[Point labeling data from photos]
* Start *

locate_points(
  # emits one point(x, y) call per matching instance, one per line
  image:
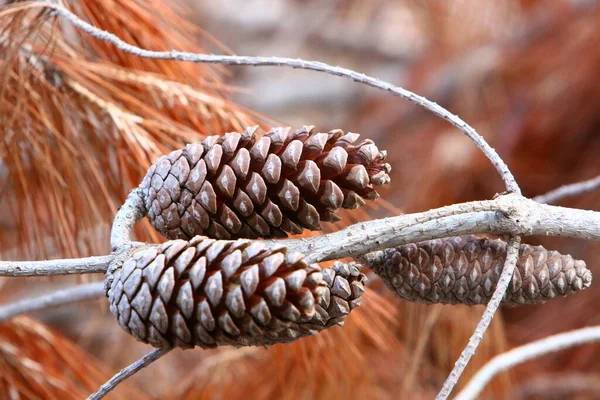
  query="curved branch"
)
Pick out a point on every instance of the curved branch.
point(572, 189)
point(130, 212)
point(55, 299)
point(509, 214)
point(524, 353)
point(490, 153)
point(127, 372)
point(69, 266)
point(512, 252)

* End *

Exercise objective
Copy out the lines above word for word, leaving out the pictures.

Written reply
locate_points(
  # emits one point(x, y) call per matching instance, one per line
  image:
  query="curved branch"
)
Pick out a point on every instance of the curved branch.
point(572, 189)
point(130, 212)
point(55, 299)
point(509, 214)
point(524, 353)
point(490, 153)
point(127, 372)
point(69, 266)
point(512, 252)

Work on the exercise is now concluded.